**GIVEN PROBLEM A**. Could you give the passage on irrigation and cloud formation again, starting with "For this project, scientists" and going on through "the Great Plains.", but with "meteorological stations" changed to "weather stations"?

**PASSAGE GIVEN**.
------------------------------------------------------------------------

Agricultural irrigation changes Great Plains cloud formation

We know that industrial pollution and greenhouse gas emissions can have a long-lasting effect on our climate, but what about some of the other large-scale human activities that happen globally – can they affect the weather too? A new study funded by the National Science Foundation has found that crop irrigation can affect cloud formation above the very fields that are being irrigated.

Agricultural irrigation adds enormous amounts of water to land in order to meet our growing population’s food demand. These activities are altering regional land use and land cover, which leads to lower atmosphere circulation, affecting cloud development and precipitation.

In a project named the Great Plains Irrigation Experiment (GRAINEX), scientists from a wide array of institutions began collecting data in late May throughout a 3,600-square-mile area in southeastern Nebraska.

“Prior studies have found that the Great Plains is a hotspot where soil moisture plays an important role in cloud formation and precipitation,” says Nick Anderson, a program director in NSF’s Division of Atmospheric and Geospace Sciences. “Changes in land use and irrigation for agricultural activities could be important in land-atmosphere interactions in this region. The results from this study will be valuable to our understanding of the link between irrigation and precipitation.”

For this project, scientists deployed 80 meteorological stations and measured several different data points. Their measurements include fluxes of water and energy from six irrigated and six non-irrigated areas, radar observations of lower atmosphere in three locations, weather balloon-based observations of the atmosphere in five locations, and two surface locations with instruments that collect data on the lower atmosphere.

Through analysis and the use of model applications, the data will be analyzed to determine the impacts of irrigation on precipitation in the Great Plains.

The experiment’s setting offers a unique opportunity to investigate the influence of these different land surface and land cover regions side by side,” says Rezaul Mahmood, director of the High Plains Regional Climate Center at the University of Nebraska-Lincoln. This data collection is ongoing through the end of July, and the results of the study may ultimately help agricultural planning and weather forecasting both nationally and internationally.

------------------------------------------------------------------------

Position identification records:
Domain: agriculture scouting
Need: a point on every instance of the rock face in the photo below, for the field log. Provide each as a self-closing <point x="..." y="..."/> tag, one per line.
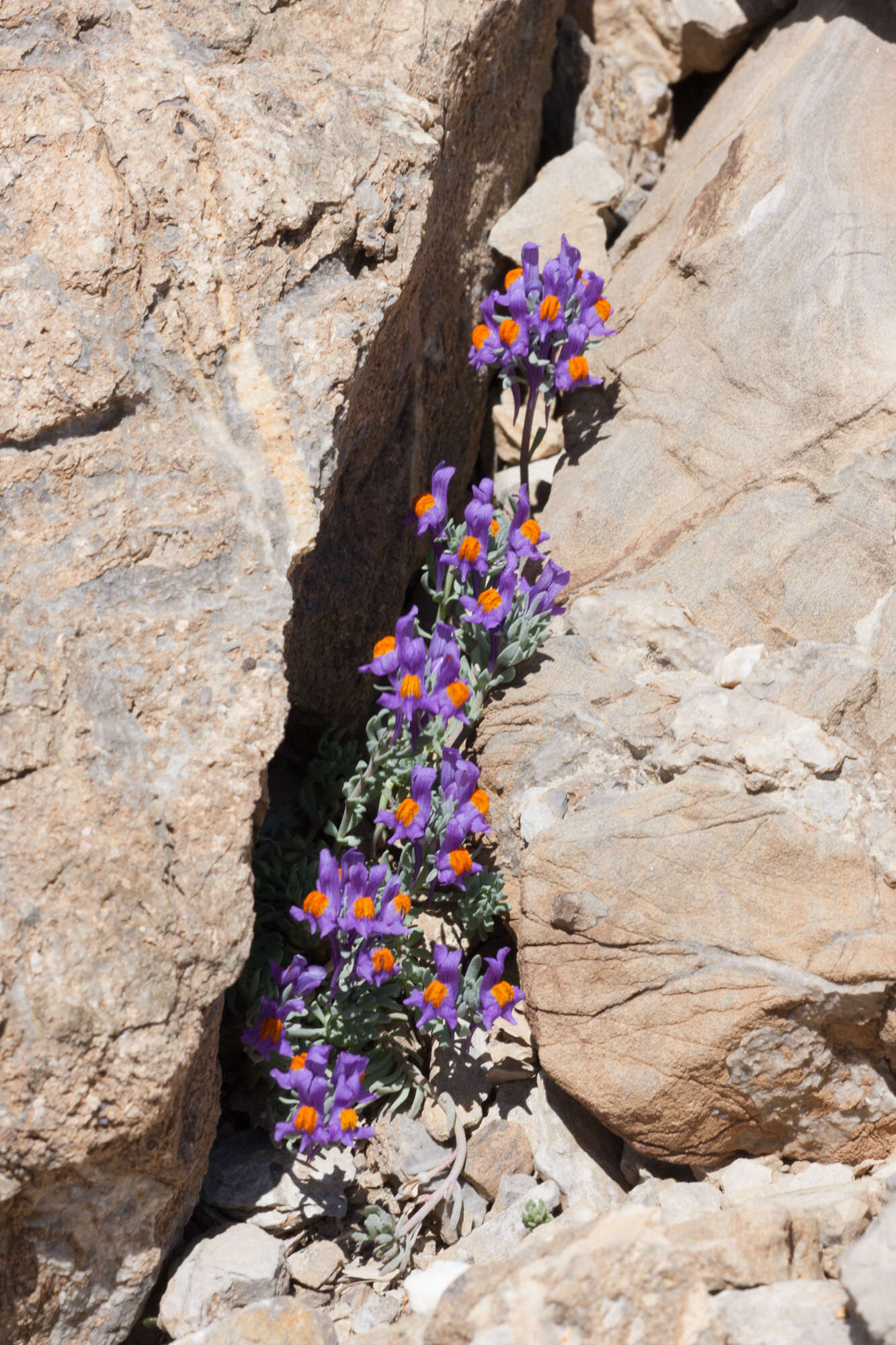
<point x="708" y="930"/>
<point x="237" y="247"/>
<point x="220" y="1274"/>
<point x="623" y="1278"/>
<point x="866" y="1270"/>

------------------------------------------------------------------------

**GIVEN PROBLEM B**. Can you write out all the position identification records again, requests included, with every point coordinate in the answers multiplied by 0.4 and rounded to a whole number, halves going up? Leave the pictures out.

**RESPONSE A**.
For this project, scientists deployed 80 weather stations and measured several different data points. Their measurements include fluxes of water and energy from six irrigated and six non-irrigated areas, radar observations of lower atmosphere in three locations, weather balloon-based observations of the atmosphere in five locations, and two surface locations with instruments that collect data on the lower atmosphere.

Through analysis and the use of model applications, the data will be analyzed to determine the impacts of irrigation on precipitation in the Great Plains.

**RESPONSE B**.
Domain: agriculture scouting
Need: a point on every instance of the rock face in the photo below, for the field log. Provide each as a self-closing <point x="..." y="..."/> tag, one per line.
<point x="283" y="372"/>
<point x="95" y="99"/>
<point x="88" y="510"/>
<point x="249" y="511"/>
<point x="346" y="508"/>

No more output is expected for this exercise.